» TO BE DONE: Gather every line of the records below that contains the word "white", and copy each one.

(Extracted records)
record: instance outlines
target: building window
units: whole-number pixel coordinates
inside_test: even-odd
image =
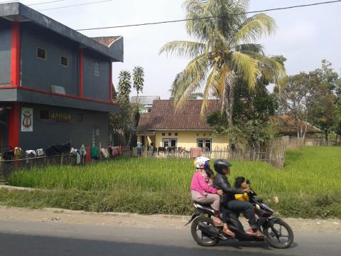
[[[63,67],[67,68],[69,66],[68,60],[67,57],[60,56],[60,65]]]
[[[99,76],[99,61],[95,60],[94,61],[94,76]]]
[[[84,114],[77,114],[77,119],[79,122],[83,122],[84,121]]]
[[[43,49],[42,48],[38,47],[37,58],[43,60],[46,60],[46,50]]]
[[[41,119],[48,119],[48,110],[40,110],[39,113],[39,117]]]
[[[162,144],[163,147],[176,147],[177,145],[177,139],[162,139]]]
[[[212,139],[197,139],[197,146],[202,148],[203,151],[210,151],[212,150]]]

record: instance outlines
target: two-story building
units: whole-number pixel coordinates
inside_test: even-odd
[[[90,38],[20,3],[0,4],[0,146],[108,144],[112,63],[123,38]]]

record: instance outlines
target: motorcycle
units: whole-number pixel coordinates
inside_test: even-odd
[[[249,181],[247,183],[249,184]],[[197,243],[202,246],[215,246],[220,240],[236,239],[239,241],[266,241],[270,246],[278,249],[289,247],[293,242],[293,232],[289,225],[279,218],[271,218],[274,210],[258,198],[251,188],[249,196],[258,216],[257,225],[264,238],[246,233],[239,220],[239,213],[231,210],[227,213],[227,225],[234,233],[235,238],[225,235],[222,227],[215,226],[211,218],[214,215],[214,210],[209,206],[195,203],[194,207],[196,210],[185,225],[192,223],[191,234]]]

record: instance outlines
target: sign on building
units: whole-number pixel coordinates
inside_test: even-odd
[[[21,107],[21,132],[33,132],[33,109]]]

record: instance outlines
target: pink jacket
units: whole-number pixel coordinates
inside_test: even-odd
[[[200,175],[200,171],[196,171],[190,183],[190,189],[199,192],[205,196],[207,193],[217,193],[217,189],[210,186],[205,178]]]

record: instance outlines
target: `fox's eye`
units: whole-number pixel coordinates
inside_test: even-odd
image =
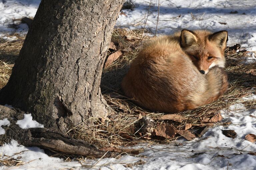
[[[208,57],[208,59],[209,60],[211,58],[213,58],[213,57]]]

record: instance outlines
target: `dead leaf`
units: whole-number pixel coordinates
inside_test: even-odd
[[[161,120],[172,120],[179,122],[181,122],[187,119],[187,118],[185,118],[176,114],[164,115],[159,118],[159,119]]]
[[[256,76],[256,69],[251,69],[250,70],[246,72],[245,73]]]
[[[208,130],[208,128],[206,126],[202,127],[196,130],[194,132],[195,134],[197,137],[200,137],[205,133]]]
[[[222,130],[223,134],[228,137],[234,138],[236,136],[236,133],[233,130]]]
[[[171,139],[176,133],[177,130],[173,125],[162,124],[157,126],[155,131],[157,136]]]
[[[132,50],[132,49],[129,47],[127,47],[123,49],[122,49],[122,51],[123,52],[129,52]]]
[[[218,122],[222,119],[223,119],[223,117],[220,113],[218,113],[211,118],[208,122]]]
[[[232,46],[228,46],[227,48],[227,51],[237,50],[241,47],[241,45],[239,44],[236,44]]]
[[[196,137],[196,136],[194,134],[188,130],[181,130],[179,131],[178,133],[188,140],[191,140]]]
[[[106,121],[110,121],[110,120],[109,119],[109,118],[107,117],[102,117],[101,118],[100,118],[100,119],[101,122],[102,123],[104,123]]]
[[[108,48],[114,49],[114,50],[117,50],[117,49],[116,45],[115,45],[114,42],[112,41],[110,42],[109,43],[109,45],[108,45]]]
[[[141,116],[141,114],[140,113],[140,114],[139,115],[139,117],[138,118],[138,119],[140,119],[141,118],[142,118],[142,116]]]
[[[243,97],[246,97],[246,96],[250,96],[252,94],[252,93],[245,93],[244,94],[241,95],[241,96],[240,96],[240,97],[241,97],[241,98],[243,98]]]
[[[192,124],[186,124],[185,125],[185,130],[189,129],[192,127]]]
[[[105,63],[105,67],[107,67],[118,58],[122,55],[122,52],[120,51],[116,51],[112,53],[109,55]]]
[[[245,136],[245,140],[252,143],[256,142],[256,135],[252,133],[249,133]]]
[[[140,40],[140,38],[132,36],[125,36],[124,38],[128,41],[134,41]]]
[[[210,118],[203,118],[203,119],[202,120],[202,122],[208,122],[208,121],[209,121],[209,120],[210,120]]]
[[[142,151],[143,150],[141,149],[124,149],[122,148],[118,148],[115,146],[113,147],[103,147],[101,148],[100,150],[105,152],[107,151],[111,151],[120,153],[126,152],[127,153],[131,153],[134,155],[138,155],[140,153],[140,152],[142,152]]]
[[[125,13],[123,12],[123,11],[121,11],[121,12],[120,13],[120,15],[124,15],[126,17],[127,16],[127,15],[125,14]]]
[[[237,11],[231,11],[229,13],[230,14],[237,14],[238,13],[238,12]]]
[[[227,23],[222,23],[222,22],[219,22],[219,23],[221,24],[222,24],[223,25],[227,25]]]

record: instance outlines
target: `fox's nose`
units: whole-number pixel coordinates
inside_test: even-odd
[[[205,73],[205,72],[204,70],[200,70],[199,71],[200,71],[200,72],[202,74],[204,74],[204,73]]]

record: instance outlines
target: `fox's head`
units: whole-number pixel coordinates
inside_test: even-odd
[[[213,33],[206,30],[183,30],[180,43],[200,72],[206,74],[214,66],[224,67],[224,51],[227,41],[226,31]]]

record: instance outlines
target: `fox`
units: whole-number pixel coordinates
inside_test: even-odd
[[[125,95],[153,112],[193,109],[220,98],[228,86],[224,70],[228,32],[182,30],[144,44],[121,82]]]

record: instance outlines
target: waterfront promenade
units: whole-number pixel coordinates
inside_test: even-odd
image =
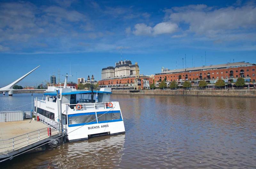
[[[114,94],[256,97],[256,90],[147,90],[131,92],[129,90],[112,90]]]

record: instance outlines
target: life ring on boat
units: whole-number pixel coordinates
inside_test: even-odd
[[[112,103],[109,102],[108,104],[108,106],[109,107],[113,107],[113,104]]]
[[[78,106],[79,106],[79,108],[78,108]],[[76,110],[81,110],[82,107],[82,106],[81,106],[81,105],[80,104],[76,104]]]

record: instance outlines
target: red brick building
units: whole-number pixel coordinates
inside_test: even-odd
[[[255,83],[255,70],[256,64],[244,62],[174,69],[156,73],[155,83],[157,86],[164,80],[168,86],[170,82],[175,80],[180,86],[182,82],[188,81],[192,86],[196,86],[200,80],[205,80],[213,84],[217,80],[222,79],[227,83],[232,83],[240,77],[244,78],[247,82]]]

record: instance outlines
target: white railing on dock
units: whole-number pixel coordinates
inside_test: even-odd
[[[39,116],[39,121],[47,126],[49,126],[60,132],[60,123],[49,119],[42,114],[37,113],[37,116]]]
[[[59,124],[54,125],[13,138],[0,140],[0,155],[21,149],[59,133],[58,130],[54,129],[59,127]]]

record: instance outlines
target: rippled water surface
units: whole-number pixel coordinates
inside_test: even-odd
[[[1,110],[31,101],[29,94],[7,96],[0,96]],[[255,98],[113,95],[111,99],[119,102],[125,134],[52,143],[44,151],[15,157],[0,168],[256,168]]]

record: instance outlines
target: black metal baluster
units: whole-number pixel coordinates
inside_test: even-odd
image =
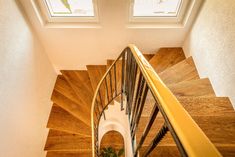
[[[145,84],[144,84],[144,93],[143,93],[143,95],[141,97],[140,107],[139,107],[139,110],[137,112],[137,116],[135,118],[133,129],[132,129],[132,132],[131,132],[132,133],[132,139],[134,139],[135,131],[138,128],[138,125],[139,125],[140,116],[141,116],[143,108],[144,108],[145,100],[146,100],[146,97],[147,97],[147,94],[148,94],[148,89],[149,89],[148,85],[145,82]]]
[[[131,117],[131,129],[134,125],[134,120],[137,116],[137,113],[138,113],[138,110],[139,110],[139,106],[140,106],[140,100],[141,100],[141,97],[143,95],[143,88],[144,88],[144,83],[145,83],[145,80],[143,77],[141,77],[141,80],[140,80],[140,86],[139,86],[139,93],[138,95],[136,96],[136,104],[135,104],[135,110],[132,112],[132,117]]]
[[[150,116],[149,122],[147,123],[147,125],[146,125],[146,127],[145,127],[145,129],[144,129],[144,132],[143,132],[143,134],[142,134],[142,136],[141,136],[141,138],[140,138],[140,142],[139,142],[139,144],[137,145],[137,148],[136,148],[136,150],[135,150],[134,157],[137,157],[137,155],[138,155],[138,150],[141,148],[142,144],[144,143],[144,140],[145,140],[145,138],[147,137],[147,135],[148,135],[148,133],[149,133],[149,131],[150,131],[152,125],[153,125],[153,122],[154,122],[154,120],[155,120],[156,117],[157,117],[158,112],[159,112],[159,109],[158,109],[158,107],[157,107],[157,104],[155,103],[155,104],[154,104],[154,107],[153,107],[153,110],[152,110],[152,112],[151,112],[151,116]]]
[[[137,63],[135,60],[133,60],[134,65],[132,69],[132,74],[131,74],[131,93],[130,93],[130,106],[129,106],[129,114],[131,115],[132,112],[132,105],[133,105],[133,100],[134,100],[134,92],[135,92],[135,85],[136,85],[136,75],[137,75]]]
[[[123,107],[123,101],[124,101],[123,100],[123,96],[124,96],[124,93],[125,93],[125,84],[124,84],[124,79],[125,79],[125,63],[126,63],[126,52],[124,52],[123,55],[122,55],[121,111],[124,110],[124,107]]]
[[[115,97],[117,96],[117,70],[116,70],[116,64],[114,64],[113,70],[114,70],[114,90],[115,90]]]
[[[109,103],[109,91],[108,91],[108,83],[107,83],[107,79],[106,79],[106,77],[105,77],[105,87],[106,87],[106,94],[107,94],[107,100],[108,100],[108,102],[107,103]]]
[[[148,146],[143,157],[147,157],[154,150],[154,148],[159,144],[162,138],[166,135],[167,131],[168,131],[168,127],[166,124],[164,124],[161,130],[158,132],[158,134],[155,136],[155,138],[151,142],[151,144]]]
[[[105,112],[104,112],[104,104],[103,104],[103,101],[102,101],[102,98],[101,98],[100,90],[98,91],[98,94],[99,94],[100,103],[101,103],[101,106],[102,106],[102,112],[104,114],[104,120],[106,120],[106,116],[105,116]]]
[[[110,92],[111,92],[111,99],[113,99],[113,85],[112,85],[112,74],[111,74],[112,71],[109,72],[109,78],[110,78]]]

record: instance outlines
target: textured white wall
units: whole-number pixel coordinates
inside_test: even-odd
[[[201,77],[209,77],[218,96],[235,107],[235,1],[206,0],[184,42]]]
[[[0,156],[44,157],[55,72],[14,0],[0,0]]]
[[[40,24],[31,0],[19,1],[56,69],[105,64],[106,59],[115,59],[129,43],[147,53],[160,47],[182,46],[191,26],[189,22],[185,28],[129,28],[129,0],[98,0],[101,28],[46,28]]]

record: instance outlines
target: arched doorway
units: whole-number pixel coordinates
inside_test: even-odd
[[[109,131],[101,139],[100,150],[104,151],[104,149],[112,149],[115,152],[119,152],[121,149],[125,149],[124,138],[117,131]],[[121,157],[124,157],[125,153]]]

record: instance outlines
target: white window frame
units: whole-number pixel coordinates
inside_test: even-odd
[[[31,0],[31,4],[36,10],[37,16],[44,26],[61,27],[97,27],[99,22],[97,0],[93,1],[94,16],[51,16],[45,0]]]
[[[176,16],[133,16],[134,0],[130,1],[129,22],[130,23],[161,23],[161,24],[179,24],[183,21],[187,9],[192,0],[182,0]]]

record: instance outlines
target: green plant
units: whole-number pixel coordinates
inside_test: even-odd
[[[100,157],[120,157],[123,154],[124,154],[123,148],[116,151],[114,148],[108,147],[108,148],[101,149]]]

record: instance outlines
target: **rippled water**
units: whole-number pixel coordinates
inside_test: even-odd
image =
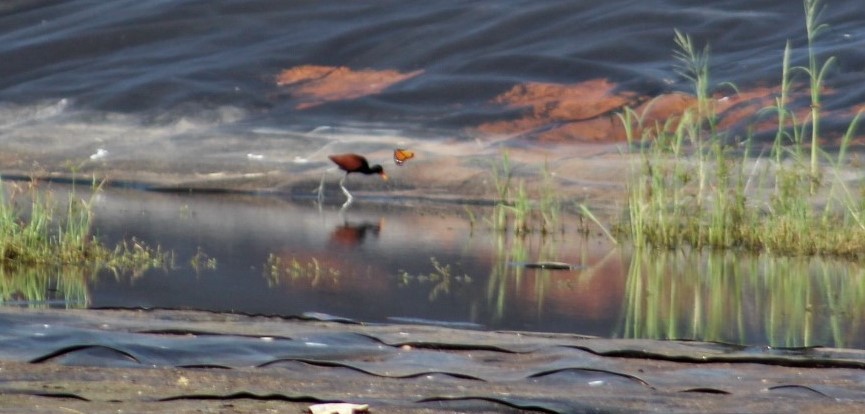
[[[859,1],[853,0],[829,1],[826,6],[821,21],[829,26],[815,44],[815,50],[821,58],[830,55],[838,58],[828,78],[831,89],[827,91],[825,104],[827,110],[843,109],[865,102],[865,9]],[[711,45],[713,81],[733,82],[742,89],[777,85],[788,40],[792,45],[793,64],[805,64],[807,59],[803,7],[800,2],[790,0],[726,0],[699,4],[673,0],[369,3],[22,0],[0,3],[0,28],[0,168],[4,172],[69,172],[83,167],[88,172],[101,171],[109,178],[126,180],[129,185],[156,182],[181,188],[191,181],[204,179],[215,181],[213,186],[219,188],[279,188],[287,180],[300,176],[310,187],[318,183],[319,173],[328,165],[324,157],[328,152],[363,150],[386,158],[394,146],[419,150],[418,159],[412,164],[418,168],[402,169],[402,180],[399,173],[395,174],[397,189],[410,189],[410,182],[443,181],[452,177],[442,170],[454,171],[424,164],[425,155],[429,160],[430,154],[469,154],[481,159],[493,154],[491,148],[500,138],[496,134],[485,135],[480,132],[480,126],[498,121],[514,121],[515,125],[520,125],[519,116],[523,110],[496,101],[516,86],[533,82],[591,86],[603,83],[585,82],[606,79],[613,89],[650,97],[689,90],[688,82],[677,75],[674,68],[675,29],[692,35],[698,45]],[[309,67],[326,68],[334,73],[342,70],[339,68],[353,71],[349,74],[369,71],[380,76],[384,86],[375,88],[379,78],[357,77],[349,78],[353,80],[348,82],[350,87],[343,83],[334,90],[319,89],[313,94],[307,93],[304,86],[315,83],[316,78],[306,78],[290,87],[279,84],[281,76]],[[382,75],[386,71],[398,74],[399,80],[387,83],[386,76]],[[346,93],[347,89],[351,89],[350,93]],[[553,127],[551,121],[551,125],[533,124],[526,128],[538,132]],[[516,129],[501,134],[523,132]],[[520,137],[531,139],[530,135]],[[561,171],[560,184],[582,188],[587,185],[584,181],[567,181],[571,176],[567,167],[573,164],[569,157],[584,155],[590,147],[580,142],[566,144],[568,148],[552,152],[559,157],[553,159],[559,161],[553,167]],[[513,147],[521,148],[519,144]],[[547,155],[532,154],[529,153],[529,159],[535,164],[546,161]],[[527,162],[516,156],[515,160]],[[488,172],[487,164],[482,168]],[[274,171],[279,175],[271,174]],[[234,174],[230,176],[234,181],[226,181],[229,173]],[[606,178],[615,181],[617,177],[607,174]],[[478,181],[473,175],[459,179]],[[598,180],[603,181],[604,177]],[[170,206],[163,219],[177,218],[177,207]],[[207,208],[218,209],[218,206],[217,203]],[[157,210],[147,209],[146,214]],[[600,283],[601,280],[580,276],[584,274],[580,273],[561,280],[547,275],[544,283],[549,285],[530,285],[525,279],[520,279],[522,284],[496,285],[487,280],[492,278],[490,263],[500,265],[508,260],[464,258],[453,250],[439,259],[442,263],[462,263],[465,268],[461,270],[465,273],[483,275],[483,287],[468,284],[462,292],[481,295],[486,302],[459,302],[459,306],[466,306],[460,308],[454,305],[456,302],[448,302],[453,297],[442,295],[437,299],[438,307],[429,307],[432,285],[422,284],[417,276],[433,270],[430,270],[430,255],[421,249],[411,252],[406,262],[423,266],[411,270],[404,281],[409,285],[421,285],[415,286],[408,296],[395,296],[403,302],[388,303],[373,310],[346,307],[346,297],[335,293],[337,287],[331,291],[317,291],[318,296],[310,296],[306,290],[297,294],[265,287],[260,266],[267,259],[266,255],[262,256],[263,252],[273,251],[287,259],[310,260],[325,248],[344,249],[340,250],[345,253],[343,259],[363,262],[370,256],[358,253],[357,249],[369,245],[354,250],[339,247],[339,235],[354,234],[351,231],[357,229],[340,233],[339,226],[347,222],[326,216],[325,224],[318,225],[314,232],[285,233],[279,231],[278,226],[286,217],[294,215],[294,220],[314,221],[320,216],[286,205],[261,210],[246,206],[242,211],[265,214],[268,220],[255,217],[258,221],[250,218],[249,222],[242,222],[243,217],[239,217],[233,221],[199,223],[205,226],[202,229],[184,227],[195,223],[193,216],[176,228],[177,233],[153,237],[157,242],[179,241],[174,247],[184,254],[189,254],[189,249],[195,246],[206,245],[214,255],[233,258],[220,273],[225,279],[218,283],[211,279],[207,286],[240,293],[217,297],[202,289],[196,279],[187,278],[164,291],[159,298],[160,306],[285,314],[320,307],[334,314],[351,314],[349,316],[366,320],[381,321],[396,316],[454,320],[486,327],[568,330],[573,327],[569,325],[573,322],[569,318],[574,309],[588,312],[588,308],[572,308],[567,304],[568,300],[579,296],[563,294],[555,299],[561,303],[541,303],[549,299],[525,292],[538,289],[574,292],[580,290],[580,283]],[[97,217],[104,224],[128,219],[112,218],[111,214],[145,213],[103,208],[99,214],[101,216]],[[395,220],[396,226],[385,224],[387,230],[380,227],[375,230],[380,226],[381,215],[363,216],[354,224],[368,231],[367,237],[377,243],[374,245],[383,248],[387,244],[389,249],[400,247],[399,240],[403,240],[388,240],[393,229],[411,228],[413,220],[413,216],[401,219],[400,214],[390,212],[384,215],[385,220]],[[148,237],[152,228],[147,220],[132,222],[138,224],[124,222],[118,226],[129,227],[125,231],[112,230],[115,232],[112,234]],[[233,239],[228,244],[214,244],[211,240],[214,231]],[[311,240],[320,244],[319,249],[312,252],[299,252],[295,247],[292,247],[295,250],[280,250],[286,238],[301,236],[312,237]],[[455,236],[453,243],[465,243],[463,236]],[[288,244],[300,243],[293,242]],[[442,242],[436,243],[440,248]],[[250,247],[252,245],[255,249]],[[254,258],[246,256],[244,249],[254,251]],[[483,251],[495,255],[497,250]],[[574,254],[558,259],[563,257],[583,258]],[[617,263],[620,268],[631,266],[630,261]],[[259,268],[250,269],[250,266]],[[691,266],[697,272],[703,265]],[[391,272],[388,274],[396,278],[401,267],[408,270],[395,259],[388,262],[387,271]],[[638,273],[643,274],[642,271]],[[841,273],[835,271],[834,274]],[[619,288],[617,300],[621,300],[625,291],[630,292],[629,301],[614,305],[596,303],[592,312],[601,316],[583,321],[579,326],[582,333],[610,335],[610,324],[618,324],[616,335],[662,337],[685,332],[686,328],[682,327],[685,322],[673,323],[676,317],[665,319],[663,311],[653,308],[657,302],[647,304],[648,299],[634,296],[642,292],[634,287],[639,276],[632,274],[624,279],[622,275],[627,275],[626,272],[618,274],[614,284]],[[255,279],[254,287],[242,277]],[[661,283],[657,277],[652,279],[651,274],[646,277],[649,278],[646,283]],[[713,280],[722,279],[719,276]],[[673,283],[676,279],[669,280]],[[150,294],[174,282],[177,281],[159,276],[101,282],[90,287],[93,295],[90,303],[113,306],[122,305],[118,300],[129,300],[134,306],[148,306],[151,299],[146,295],[130,297],[140,292]],[[382,285],[376,286],[389,292],[398,289],[398,280],[387,282],[390,284],[381,282]],[[312,282],[282,280],[280,283]],[[336,282],[330,280],[330,283]],[[771,291],[767,288],[769,285],[759,281],[749,283]],[[806,285],[803,283],[795,292],[809,295],[811,291]],[[708,282],[689,285],[693,292],[711,291],[710,287]],[[496,296],[491,290],[497,288],[513,292],[510,296],[502,292]],[[459,291],[457,286],[452,289]],[[190,294],[201,296],[200,301],[191,301]],[[585,294],[586,298],[591,297]],[[668,294],[681,293],[671,291]],[[293,296],[284,302],[284,308],[274,308],[274,303],[285,300],[283,295]],[[502,295],[511,298],[525,295],[528,299],[525,299],[527,303],[508,307],[496,302]],[[826,297],[833,296],[827,293]],[[208,299],[216,300],[218,306]],[[349,296],[348,300],[374,299],[374,295],[371,298],[369,293],[364,293]],[[680,299],[685,301],[683,309],[688,306],[686,299]],[[834,312],[840,305],[830,299],[826,299],[829,304],[809,303],[795,309],[800,312],[807,308],[811,312],[811,306],[823,306]],[[849,301],[858,303],[854,299]],[[423,304],[424,311],[412,309],[418,304]],[[559,306],[561,310],[550,311],[550,306]],[[751,302],[742,306],[747,308]],[[653,313],[656,318],[648,318],[644,307],[656,311]],[[459,313],[454,313],[455,309]],[[505,317],[508,309],[512,313]],[[616,312],[615,316],[611,312]],[[675,314],[684,312],[679,309]],[[845,308],[839,312],[849,311]],[[729,318],[744,320],[758,313],[713,314],[714,319],[710,318],[705,325]],[[778,320],[783,319],[783,315],[776,316]],[[754,339],[755,335],[765,332],[761,330],[763,327],[746,325],[743,321],[736,333],[716,337],[764,342]],[[778,329],[775,319],[765,321],[764,325]],[[688,332],[697,335],[693,330],[696,328],[692,326],[691,329]],[[832,329],[832,332],[819,334],[822,335],[819,341],[785,342],[784,338],[774,338],[765,342],[863,346],[846,337],[838,339],[843,336],[839,333],[843,329]],[[747,332],[744,339],[737,336],[742,332]]]
[[[128,127],[114,133],[148,135],[139,128],[180,120],[197,128],[388,125],[408,135],[460,133],[509,116],[512,109],[489,101],[525,82],[607,78],[649,94],[687,89],[672,67],[674,29],[711,44],[716,81],[777,84],[788,39],[794,64],[805,62],[802,9],[788,0],[7,2],[0,8],[0,118],[7,139],[23,121],[65,125],[57,133],[92,125],[97,135],[106,123]],[[863,20],[853,0],[828,2],[822,16],[830,27],[817,50],[839,58],[833,85],[843,93],[835,105],[865,100]],[[300,65],[423,73],[379,94],[298,110],[274,77]],[[194,139],[210,150],[225,143]]]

» TASK OUTPUT:
target: white railing on dock
target: textured white wall
target: white window frame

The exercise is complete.